Stored records
┌────────

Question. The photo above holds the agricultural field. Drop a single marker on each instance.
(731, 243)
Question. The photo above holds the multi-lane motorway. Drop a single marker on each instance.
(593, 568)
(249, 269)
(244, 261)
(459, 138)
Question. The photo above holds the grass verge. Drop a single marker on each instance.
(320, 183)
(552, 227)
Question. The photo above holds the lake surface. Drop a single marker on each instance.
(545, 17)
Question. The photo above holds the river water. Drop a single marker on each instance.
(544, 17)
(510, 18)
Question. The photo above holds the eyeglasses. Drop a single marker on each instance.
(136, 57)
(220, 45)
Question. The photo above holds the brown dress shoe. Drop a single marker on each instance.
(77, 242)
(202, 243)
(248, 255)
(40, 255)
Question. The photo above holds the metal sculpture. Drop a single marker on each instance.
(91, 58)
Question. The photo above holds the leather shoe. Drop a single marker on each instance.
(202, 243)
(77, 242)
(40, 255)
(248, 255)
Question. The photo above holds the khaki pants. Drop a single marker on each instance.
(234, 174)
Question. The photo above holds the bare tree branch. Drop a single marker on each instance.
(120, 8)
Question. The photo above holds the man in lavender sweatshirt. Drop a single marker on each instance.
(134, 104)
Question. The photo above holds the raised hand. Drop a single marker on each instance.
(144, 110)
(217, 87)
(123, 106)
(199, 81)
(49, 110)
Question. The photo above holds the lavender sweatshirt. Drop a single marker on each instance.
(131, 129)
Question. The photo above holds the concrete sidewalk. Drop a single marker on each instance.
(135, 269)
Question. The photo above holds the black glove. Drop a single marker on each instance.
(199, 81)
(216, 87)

└────────

What to do
Write the listing out again, exactly as shown above.

Written solution
Question. The photo above holds the agricultural field. Drop a single marker on each instance.
(731, 243)
Question. The photo above holds the multi-lane motorway. Drop a single marker on each instance.
(593, 568)
(249, 269)
(244, 261)
(459, 138)
Question. The photo above holds the grass verge. Drop a single marker on each instance.
(320, 183)
(552, 227)
Question. The photo above holds the lake surface. Drop a single marker on each instance.
(545, 17)
Question. The photo above holds the river water. Drop a single marker on each instance.
(544, 17)
(510, 18)
Question. The photo above holds the eyeglasses. Drop a single marker on each instance.
(136, 57)
(220, 45)
Question. The photo above holds the brown dress shoe. Drop a single marker on each instance.
(77, 242)
(202, 243)
(248, 255)
(40, 255)
Question. The photo above holds the metal sculpture. Drop a single marker on each instance.
(91, 58)
Question. The photo above holds the leather shoe. Drop a single marker on each instance.
(202, 243)
(77, 242)
(40, 255)
(248, 255)
Question. The photo above holds the khaki pants. Drop a single marker on each instance.
(234, 174)
Question. The photo above holds the bare tree branch. Drop a single marker on each instance.
(120, 8)
Question. The photo above holds the man in lavender sweatshirt. Drop a single marker on each instance.
(134, 104)
Question. The photo above holds the raised hand. Drop a single marker on each instance.
(144, 110)
(217, 87)
(123, 106)
(199, 81)
(49, 110)
Question. The photo above holds the lavender sweatshirt. Drop a single marker on each instance.
(131, 129)
Question. The photo above holds the concrete sidewalk. Drop a single marker on each instance.
(135, 269)
Question. The photo above holds the black glove. Drop a single marker on each instance.
(199, 81)
(216, 87)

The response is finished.